The service is automatically restarted, but as a consequence the VirtualCenter agent also restarts and the host will become temporarily unresponsive in VirtualCenter (shown as "not responding" or disconnected").
To fix the problem we increased the hard memory limit of hostd by following the recommendations we found here:
We increased the hard limit to 250 MB, but within several hours this limit was also reached on some hosts and the problem re-appeared. So, I suspect that there is ome kind of memory leak in hostd, and we need to find its cause to finally solve the problem.
According to VMware support there are all sorts of things that might cause an increased RAM usage of hostd, because there are many other processes/applications using it: The VirtualCenter agent, the HA agent, hardware management agents, and other external applications that use the web-API to talk to the host.
We have several hosts that are configured all the same and belong to the same cluster in VirtualCenter. These hosts (let's call them type A ) all show the problem. However, there is one host that is not part of the cluster, but is also managed by the same VirtualCenter instance, and this one does NOT show the problem (let's all it type B ). I hope to find out the reason for hostd's increased RAM usage by comparing these two types of hosts:
Both types are installed with ESX 3.5 Update 3 (+ Dec 2008 patches) using the same automated build.
Both are HP hardware and have the HP Management agents version 8.1.1 installed.
Both servers are monitored by the same HP System Insight Manager server that queries the installed HP management agents.
Type A is HP ProLiant DL585 (G1 or G2) with four AMD-Opteron-DualCores. Type B is a HP ProLiant DL360 G5 with two Intel-Xeon-QuadCores.
Type A has SAN connections (using QLogic adapters) and uses two NFS datastores for ISO images. Type B uses only local hard disks for VM and ISO storage.
Type A is in a DRS- and HA-enabled cluster (with EVC enabled). Type B is stand-alone.
I'm trying to find the problem's cause by the process of elimination. I already disabled HA on the cluster, and this did NOT fix the problem. Now I stopped the HP agents on one host to see if it makes a difference (although I do not expect it since both types A and B have them running).
While I'm going down this I'd like to have some input from the community that might also lead to the cause of my problem:
Anyone out there that is also experiencing high hostd RAM usage? What is your hard limit, and is your configuration comparable?
Anyone out there with configurations comparable to type A, but NOT seeing this problem (I guess there are many ...)? What might be the difference causing the problem?

▶ _Dataset_:
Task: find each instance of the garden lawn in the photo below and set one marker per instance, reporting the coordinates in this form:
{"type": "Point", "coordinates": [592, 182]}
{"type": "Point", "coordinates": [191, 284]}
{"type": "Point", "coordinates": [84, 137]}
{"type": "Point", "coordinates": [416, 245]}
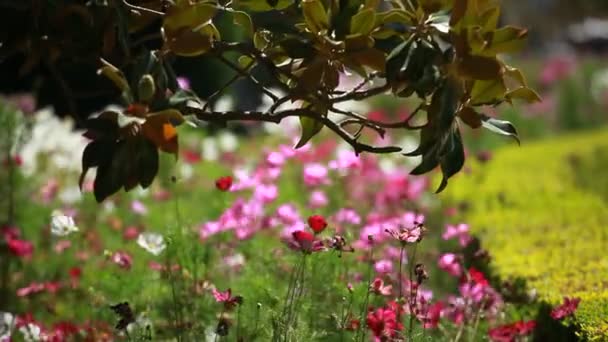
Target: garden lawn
{"type": "Point", "coordinates": [542, 212]}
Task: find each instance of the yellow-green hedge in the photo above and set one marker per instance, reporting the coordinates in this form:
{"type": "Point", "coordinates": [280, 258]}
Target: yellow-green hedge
{"type": "Point", "coordinates": [542, 212]}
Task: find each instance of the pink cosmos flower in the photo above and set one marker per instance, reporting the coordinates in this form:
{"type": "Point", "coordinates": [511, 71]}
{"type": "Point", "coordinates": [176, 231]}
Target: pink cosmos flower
{"type": "Point", "coordinates": [347, 216]}
{"type": "Point", "coordinates": [226, 297]}
{"type": "Point", "coordinates": [567, 308]}
{"type": "Point", "coordinates": [61, 245]}
{"type": "Point", "coordinates": [138, 208]}
{"type": "Point", "coordinates": [20, 248]}
{"type": "Point", "coordinates": [460, 231]}
{"type": "Point", "coordinates": [383, 323]}
{"type": "Point", "coordinates": [30, 289]}
{"type": "Point", "coordinates": [433, 315]}
{"type": "Point", "coordinates": [510, 332]}
{"type": "Point", "coordinates": [345, 161]}
{"type": "Point", "coordinates": [377, 286]}
{"type": "Point", "coordinates": [450, 263]}
{"type": "Point", "coordinates": [317, 199]}
{"type": "Point", "coordinates": [122, 259]}
{"type": "Point", "coordinates": [315, 175]}
{"type": "Point", "coordinates": [383, 266]}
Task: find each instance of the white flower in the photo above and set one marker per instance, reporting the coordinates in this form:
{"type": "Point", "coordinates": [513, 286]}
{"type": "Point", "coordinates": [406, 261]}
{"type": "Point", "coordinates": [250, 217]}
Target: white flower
{"type": "Point", "coordinates": [31, 332]}
{"type": "Point", "coordinates": [152, 242]}
{"type": "Point", "coordinates": [7, 323]}
{"type": "Point", "coordinates": [62, 225]}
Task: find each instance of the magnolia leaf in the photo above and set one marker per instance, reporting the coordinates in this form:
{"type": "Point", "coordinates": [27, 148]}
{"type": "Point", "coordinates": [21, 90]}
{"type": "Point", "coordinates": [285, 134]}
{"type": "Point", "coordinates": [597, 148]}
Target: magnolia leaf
{"type": "Point", "coordinates": [363, 22]}
{"type": "Point", "coordinates": [458, 11]}
{"type": "Point", "coordinates": [440, 22]}
{"type": "Point", "coordinates": [262, 5]}
{"type": "Point", "coordinates": [453, 161]}
{"type": "Point", "coordinates": [117, 77]}
{"type": "Point", "coordinates": [315, 16]}
{"type": "Point", "coordinates": [508, 39]}
{"type": "Point", "coordinates": [480, 68]}
{"type": "Point", "coordinates": [95, 154]}
{"type": "Point", "coordinates": [148, 164]}
{"type": "Point", "coordinates": [400, 16]}
{"type": "Point", "coordinates": [188, 15]}
{"type": "Point", "coordinates": [244, 20]}
{"type": "Point", "coordinates": [190, 43]}
{"type": "Point", "coordinates": [470, 117]}
{"type": "Point", "coordinates": [182, 97]}
{"type": "Point", "coordinates": [490, 91]}
{"type": "Point", "coordinates": [500, 127]}
{"type": "Point", "coordinates": [372, 58]}
{"type": "Point", "coordinates": [516, 75]}
{"type": "Point", "coordinates": [523, 93]}
{"type": "Point", "coordinates": [310, 128]}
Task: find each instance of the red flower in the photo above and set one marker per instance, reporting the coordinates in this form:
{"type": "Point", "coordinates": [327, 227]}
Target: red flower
{"type": "Point", "coordinates": [567, 308]}
{"type": "Point", "coordinates": [122, 259]}
{"type": "Point", "coordinates": [317, 223]}
{"type": "Point", "coordinates": [477, 277]}
{"type": "Point", "coordinates": [305, 242]}
{"type": "Point", "coordinates": [20, 248]}
{"type": "Point", "coordinates": [383, 323]}
{"type": "Point", "coordinates": [224, 183]}
{"type": "Point", "coordinates": [433, 315]}
{"type": "Point", "coordinates": [509, 332]}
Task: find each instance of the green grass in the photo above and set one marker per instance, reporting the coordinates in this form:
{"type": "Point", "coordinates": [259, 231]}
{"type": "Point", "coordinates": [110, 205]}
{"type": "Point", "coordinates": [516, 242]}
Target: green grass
{"type": "Point", "coordinates": [542, 212]}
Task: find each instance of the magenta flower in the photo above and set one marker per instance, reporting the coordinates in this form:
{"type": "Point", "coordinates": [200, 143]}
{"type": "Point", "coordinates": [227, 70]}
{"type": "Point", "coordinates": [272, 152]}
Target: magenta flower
{"type": "Point", "coordinates": [122, 259]}
{"type": "Point", "coordinates": [30, 289]}
{"type": "Point", "coordinates": [567, 308]}
{"type": "Point", "coordinates": [20, 248]}
{"type": "Point", "coordinates": [511, 332]}
{"type": "Point", "coordinates": [383, 323]}
{"type": "Point", "coordinates": [226, 297]}
{"type": "Point", "coordinates": [460, 231]}
{"type": "Point", "coordinates": [138, 208]}
{"type": "Point", "coordinates": [407, 234]}
{"type": "Point", "coordinates": [450, 263]}
{"type": "Point", "coordinates": [383, 266]}
{"type": "Point", "coordinates": [377, 286]}
{"type": "Point", "coordinates": [183, 83]}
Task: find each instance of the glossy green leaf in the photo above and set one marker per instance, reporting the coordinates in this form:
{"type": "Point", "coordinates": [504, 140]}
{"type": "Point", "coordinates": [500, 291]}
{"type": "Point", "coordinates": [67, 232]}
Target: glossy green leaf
{"type": "Point", "coordinates": [453, 161]}
{"type": "Point", "coordinates": [310, 127]}
{"type": "Point", "coordinates": [363, 22]}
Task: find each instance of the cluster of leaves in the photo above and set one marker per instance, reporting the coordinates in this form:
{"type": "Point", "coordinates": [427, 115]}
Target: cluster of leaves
{"type": "Point", "coordinates": [444, 52]}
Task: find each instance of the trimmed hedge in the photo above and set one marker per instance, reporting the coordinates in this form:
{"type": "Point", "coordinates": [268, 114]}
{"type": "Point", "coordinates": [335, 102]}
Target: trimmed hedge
{"type": "Point", "coordinates": [542, 212]}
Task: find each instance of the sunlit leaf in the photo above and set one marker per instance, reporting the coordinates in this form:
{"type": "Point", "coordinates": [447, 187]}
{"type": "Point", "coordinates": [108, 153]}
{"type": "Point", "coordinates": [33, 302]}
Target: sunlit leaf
{"type": "Point", "coordinates": [500, 126]}
{"type": "Point", "coordinates": [484, 92]}
{"type": "Point", "coordinates": [523, 93]}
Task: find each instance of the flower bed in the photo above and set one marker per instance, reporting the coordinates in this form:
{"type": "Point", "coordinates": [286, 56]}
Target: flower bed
{"type": "Point", "coordinates": [541, 211]}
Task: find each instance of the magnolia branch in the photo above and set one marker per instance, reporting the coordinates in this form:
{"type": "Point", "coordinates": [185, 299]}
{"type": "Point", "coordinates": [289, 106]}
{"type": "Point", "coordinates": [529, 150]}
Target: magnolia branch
{"type": "Point", "coordinates": [279, 116]}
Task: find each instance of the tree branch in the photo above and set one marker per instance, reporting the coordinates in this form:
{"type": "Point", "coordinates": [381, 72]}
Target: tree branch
{"type": "Point", "coordinates": [279, 116]}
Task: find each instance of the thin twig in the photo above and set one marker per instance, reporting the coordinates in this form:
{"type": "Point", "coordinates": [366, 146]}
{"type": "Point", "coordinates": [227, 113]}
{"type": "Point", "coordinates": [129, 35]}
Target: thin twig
{"type": "Point", "coordinates": [247, 75]}
{"type": "Point", "coordinates": [143, 9]}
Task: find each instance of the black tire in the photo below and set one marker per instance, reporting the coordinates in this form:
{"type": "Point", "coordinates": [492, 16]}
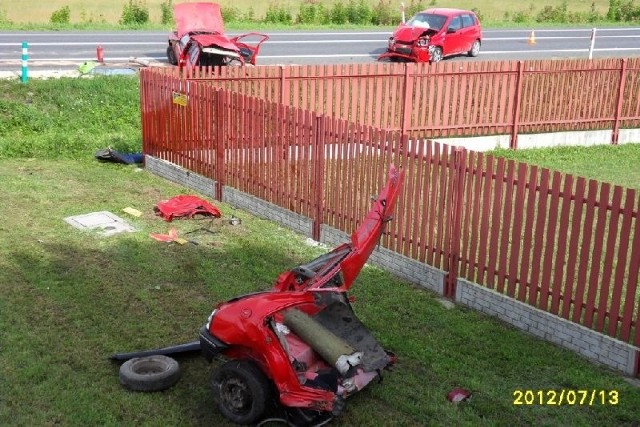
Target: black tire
{"type": "Point", "coordinates": [475, 49]}
{"type": "Point", "coordinates": [171, 56]}
{"type": "Point", "coordinates": [241, 391]}
{"type": "Point", "coordinates": [151, 373]}
{"type": "Point", "coordinates": [436, 55]}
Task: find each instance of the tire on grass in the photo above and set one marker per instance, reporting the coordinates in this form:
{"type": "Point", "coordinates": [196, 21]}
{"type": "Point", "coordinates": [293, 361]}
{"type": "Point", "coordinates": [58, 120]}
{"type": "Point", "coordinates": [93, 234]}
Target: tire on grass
{"type": "Point", "coordinates": [151, 373]}
{"type": "Point", "coordinates": [241, 391]}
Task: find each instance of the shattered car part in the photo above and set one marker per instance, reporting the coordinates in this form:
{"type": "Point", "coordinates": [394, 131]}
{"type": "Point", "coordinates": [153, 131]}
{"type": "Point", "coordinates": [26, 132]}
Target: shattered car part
{"type": "Point", "coordinates": [199, 39]}
{"type": "Point", "coordinates": [299, 343]}
{"type": "Point", "coordinates": [323, 354]}
{"type": "Point", "coordinates": [434, 34]}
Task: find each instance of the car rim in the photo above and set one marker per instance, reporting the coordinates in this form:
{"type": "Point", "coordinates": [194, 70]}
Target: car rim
{"type": "Point", "coordinates": [236, 395]}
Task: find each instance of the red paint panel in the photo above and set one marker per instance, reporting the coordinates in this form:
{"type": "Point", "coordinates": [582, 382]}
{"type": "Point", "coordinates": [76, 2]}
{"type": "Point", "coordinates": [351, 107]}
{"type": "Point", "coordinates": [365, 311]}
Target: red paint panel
{"type": "Point", "coordinates": [496, 217]}
{"type": "Point", "coordinates": [539, 236]}
{"type": "Point", "coordinates": [623, 261]}
{"type": "Point", "coordinates": [579, 307]}
{"type": "Point", "coordinates": [609, 256]}
{"type": "Point", "coordinates": [550, 241]}
{"type": "Point", "coordinates": [558, 280]}
{"type": "Point", "coordinates": [507, 218]}
{"type": "Point", "coordinates": [597, 258]}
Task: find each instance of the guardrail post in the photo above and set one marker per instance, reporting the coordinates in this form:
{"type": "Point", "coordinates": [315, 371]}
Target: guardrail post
{"type": "Point", "coordinates": [616, 120]}
{"type": "Point", "coordinates": [318, 177]}
{"type": "Point", "coordinates": [513, 143]}
{"type": "Point", "coordinates": [25, 59]}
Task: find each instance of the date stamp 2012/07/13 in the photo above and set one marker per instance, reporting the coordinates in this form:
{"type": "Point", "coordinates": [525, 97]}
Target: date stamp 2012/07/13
{"type": "Point", "coordinates": [566, 397]}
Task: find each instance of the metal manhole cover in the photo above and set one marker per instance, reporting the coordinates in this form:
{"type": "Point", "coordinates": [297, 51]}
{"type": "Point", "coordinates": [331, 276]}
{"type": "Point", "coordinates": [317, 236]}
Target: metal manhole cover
{"type": "Point", "coordinates": [105, 221]}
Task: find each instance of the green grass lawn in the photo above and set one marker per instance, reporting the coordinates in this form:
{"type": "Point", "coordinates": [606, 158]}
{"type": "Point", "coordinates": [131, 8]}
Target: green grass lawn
{"type": "Point", "coordinates": [70, 299]}
{"type": "Point", "coordinates": [110, 12]}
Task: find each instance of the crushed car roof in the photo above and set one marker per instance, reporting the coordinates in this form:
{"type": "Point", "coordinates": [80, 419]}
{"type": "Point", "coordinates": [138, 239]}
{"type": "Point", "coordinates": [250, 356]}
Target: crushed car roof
{"type": "Point", "coordinates": [198, 17]}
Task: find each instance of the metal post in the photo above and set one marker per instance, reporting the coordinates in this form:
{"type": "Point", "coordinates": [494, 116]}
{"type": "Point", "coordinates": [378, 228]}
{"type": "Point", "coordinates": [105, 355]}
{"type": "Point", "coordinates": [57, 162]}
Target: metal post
{"type": "Point", "coordinates": [593, 42]}
{"type": "Point", "coordinates": [25, 58]}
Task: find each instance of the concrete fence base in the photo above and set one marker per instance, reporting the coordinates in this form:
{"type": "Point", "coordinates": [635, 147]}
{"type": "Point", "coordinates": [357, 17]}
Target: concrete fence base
{"type": "Point", "coordinates": [597, 347]}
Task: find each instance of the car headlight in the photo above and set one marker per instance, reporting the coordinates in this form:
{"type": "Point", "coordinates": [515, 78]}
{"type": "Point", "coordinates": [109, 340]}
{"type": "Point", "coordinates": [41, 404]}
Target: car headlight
{"type": "Point", "coordinates": [210, 318]}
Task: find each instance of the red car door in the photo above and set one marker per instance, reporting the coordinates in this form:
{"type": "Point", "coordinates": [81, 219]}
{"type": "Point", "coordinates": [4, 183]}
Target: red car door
{"type": "Point", "coordinates": [453, 43]}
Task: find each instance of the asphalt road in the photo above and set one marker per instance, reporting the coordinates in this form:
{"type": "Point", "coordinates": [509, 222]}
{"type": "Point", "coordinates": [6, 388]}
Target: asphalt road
{"type": "Point", "coordinates": [66, 50]}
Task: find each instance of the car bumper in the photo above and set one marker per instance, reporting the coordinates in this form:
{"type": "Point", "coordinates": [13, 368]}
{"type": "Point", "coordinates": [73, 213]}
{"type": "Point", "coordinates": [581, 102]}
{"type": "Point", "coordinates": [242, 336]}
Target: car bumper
{"type": "Point", "coordinates": [413, 55]}
{"type": "Point", "coordinates": [210, 345]}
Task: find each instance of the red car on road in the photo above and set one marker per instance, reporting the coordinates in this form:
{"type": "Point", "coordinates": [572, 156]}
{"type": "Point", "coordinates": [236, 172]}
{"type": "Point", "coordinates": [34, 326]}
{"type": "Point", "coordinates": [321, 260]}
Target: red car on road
{"type": "Point", "coordinates": [199, 39]}
{"type": "Point", "coordinates": [433, 34]}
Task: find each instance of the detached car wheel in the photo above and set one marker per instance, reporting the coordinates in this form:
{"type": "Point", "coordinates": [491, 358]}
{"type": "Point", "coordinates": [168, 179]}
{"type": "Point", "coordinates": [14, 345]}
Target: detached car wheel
{"type": "Point", "coordinates": [241, 391]}
{"type": "Point", "coordinates": [475, 49]}
{"type": "Point", "coordinates": [152, 373]}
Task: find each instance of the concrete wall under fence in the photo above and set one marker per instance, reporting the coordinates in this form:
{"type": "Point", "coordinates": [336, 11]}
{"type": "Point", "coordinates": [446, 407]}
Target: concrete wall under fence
{"type": "Point", "coordinates": [542, 140]}
{"type": "Point", "coordinates": [592, 345]}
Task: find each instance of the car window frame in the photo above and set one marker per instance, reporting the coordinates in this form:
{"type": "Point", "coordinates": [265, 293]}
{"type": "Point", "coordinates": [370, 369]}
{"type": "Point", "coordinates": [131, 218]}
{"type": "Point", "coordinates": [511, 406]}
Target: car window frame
{"type": "Point", "coordinates": [454, 19]}
{"type": "Point", "coordinates": [471, 21]}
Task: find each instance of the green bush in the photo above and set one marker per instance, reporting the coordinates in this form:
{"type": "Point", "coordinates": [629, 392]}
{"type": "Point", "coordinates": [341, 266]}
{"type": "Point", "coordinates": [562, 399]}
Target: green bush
{"type": "Point", "coordinates": [135, 12]}
{"type": "Point", "coordinates": [339, 14]}
{"type": "Point", "coordinates": [384, 14]}
{"type": "Point", "coordinates": [166, 8]}
{"type": "Point", "coordinates": [277, 15]}
{"type": "Point", "coordinates": [553, 14]}
{"type": "Point", "coordinates": [61, 16]}
{"type": "Point", "coordinates": [415, 7]}
{"type": "Point", "coordinates": [250, 15]}
{"type": "Point", "coordinates": [358, 12]}
{"type": "Point", "coordinates": [313, 12]}
{"type": "Point", "coordinates": [621, 11]}
{"type": "Point", "coordinates": [231, 14]}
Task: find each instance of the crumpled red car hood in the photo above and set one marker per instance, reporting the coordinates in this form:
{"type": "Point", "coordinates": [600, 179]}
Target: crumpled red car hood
{"type": "Point", "coordinates": [409, 34]}
{"type": "Point", "coordinates": [198, 17]}
{"type": "Point", "coordinates": [337, 270]}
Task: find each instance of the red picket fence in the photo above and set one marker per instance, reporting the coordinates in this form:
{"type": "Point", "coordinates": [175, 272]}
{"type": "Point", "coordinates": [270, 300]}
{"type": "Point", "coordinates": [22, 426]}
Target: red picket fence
{"type": "Point", "coordinates": [557, 242]}
{"type": "Point", "coordinates": [451, 98]}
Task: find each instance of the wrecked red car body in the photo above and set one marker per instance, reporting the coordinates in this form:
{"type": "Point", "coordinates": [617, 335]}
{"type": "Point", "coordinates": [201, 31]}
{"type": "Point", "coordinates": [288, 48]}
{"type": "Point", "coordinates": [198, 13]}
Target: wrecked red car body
{"type": "Point", "coordinates": [199, 39]}
{"type": "Point", "coordinates": [434, 34]}
{"type": "Point", "coordinates": [297, 348]}
{"type": "Point", "coordinates": [299, 343]}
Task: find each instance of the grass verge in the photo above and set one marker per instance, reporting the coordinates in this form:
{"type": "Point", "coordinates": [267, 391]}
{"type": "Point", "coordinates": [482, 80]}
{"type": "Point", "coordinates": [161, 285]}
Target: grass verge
{"type": "Point", "coordinates": [69, 299]}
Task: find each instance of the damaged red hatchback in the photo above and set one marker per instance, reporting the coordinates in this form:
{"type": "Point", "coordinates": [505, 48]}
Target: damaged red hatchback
{"type": "Point", "coordinates": [433, 34]}
{"type": "Point", "coordinates": [199, 39]}
{"type": "Point", "coordinates": [300, 343]}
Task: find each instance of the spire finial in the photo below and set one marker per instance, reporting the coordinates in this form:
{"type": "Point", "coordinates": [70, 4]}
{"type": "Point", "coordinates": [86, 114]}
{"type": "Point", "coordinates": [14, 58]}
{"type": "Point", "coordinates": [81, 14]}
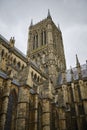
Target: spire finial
{"type": "Point", "coordinates": [71, 71]}
{"type": "Point", "coordinates": [58, 26]}
{"type": "Point", "coordinates": [48, 15]}
{"type": "Point", "coordinates": [31, 22]}
{"type": "Point", "coordinates": [77, 61]}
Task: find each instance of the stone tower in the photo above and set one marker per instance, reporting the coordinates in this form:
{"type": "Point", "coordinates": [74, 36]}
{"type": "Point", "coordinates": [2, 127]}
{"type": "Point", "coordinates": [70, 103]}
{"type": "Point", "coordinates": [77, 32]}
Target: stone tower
{"type": "Point", "coordinates": [45, 47]}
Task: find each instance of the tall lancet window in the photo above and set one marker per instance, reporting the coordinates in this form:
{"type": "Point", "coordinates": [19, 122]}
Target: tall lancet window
{"type": "Point", "coordinates": [44, 37]}
{"type": "Point", "coordinates": [36, 40]}
{"type": "Point", "coordinates": [11, 112]}
{"type": "Point", "coordinates": [33, 42]}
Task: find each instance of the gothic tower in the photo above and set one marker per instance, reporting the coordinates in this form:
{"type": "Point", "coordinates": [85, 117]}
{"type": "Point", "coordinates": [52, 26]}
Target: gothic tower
{"type": "Point", "coordinates": [45, 47]}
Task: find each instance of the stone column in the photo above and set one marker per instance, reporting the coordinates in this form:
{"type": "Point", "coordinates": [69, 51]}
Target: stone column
{"type": "Point", "coordinates": [5, 97]}
{"type": "Point", "coordinates": [46, 114]}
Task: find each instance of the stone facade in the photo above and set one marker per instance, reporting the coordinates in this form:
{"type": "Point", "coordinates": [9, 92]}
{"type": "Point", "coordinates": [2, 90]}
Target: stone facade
{"type": "Point", "coordinates": [36, 90]}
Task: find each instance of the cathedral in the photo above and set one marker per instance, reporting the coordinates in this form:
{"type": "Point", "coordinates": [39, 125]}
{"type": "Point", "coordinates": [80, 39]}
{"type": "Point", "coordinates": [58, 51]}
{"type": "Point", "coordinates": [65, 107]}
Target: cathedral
{"type": "Point", "coordinates": [37, 92]}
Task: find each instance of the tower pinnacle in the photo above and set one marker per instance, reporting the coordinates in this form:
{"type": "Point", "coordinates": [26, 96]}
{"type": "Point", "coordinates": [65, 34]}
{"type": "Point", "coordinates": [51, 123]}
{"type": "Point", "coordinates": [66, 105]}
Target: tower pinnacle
{"type": "Point", "coordinates": [31, 23]}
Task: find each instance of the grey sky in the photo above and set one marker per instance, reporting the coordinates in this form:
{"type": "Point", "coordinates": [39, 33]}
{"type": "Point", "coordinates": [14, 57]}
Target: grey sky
{"type": "Point", "coordinates": [16, 15]}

▶ _Exercise set_:
A. In the post about hostd memory usage, recast the paragraph beginning "According to VMware support" as a short list that keeps its main facts.
B. In the post about hostd memory usage, what value was the hard memory limit of hostd raised to?
C. From the post about hostd memory usage, reproduce the part that opens with the words containing "Both are HP" and closes with "with two Intel-Xeon-QuadCores.".

▶ _Answers to the exercises_:
A.
According to VMware support, many things can raise hostd's RAM usage, because many other processes and applications use it:
- the VirtualCenter agent
- the HA agent
- hardware management agents
- other external applications that use the web-API to talk to the host

B. 250 MB.

C.
Both are HP hardware and have the HP Management agents version 8.1.1 installed.
Both servers are monitored by the same HP System Insight Manager server that queries the installed HP management agents.
Type A is HP ProLiant DL585 (G1 or G2) with four AMD-Opteron-DualCores. Type B is a HP ProLiant DL360 G5 with two Intel-Xeon-QuadCores.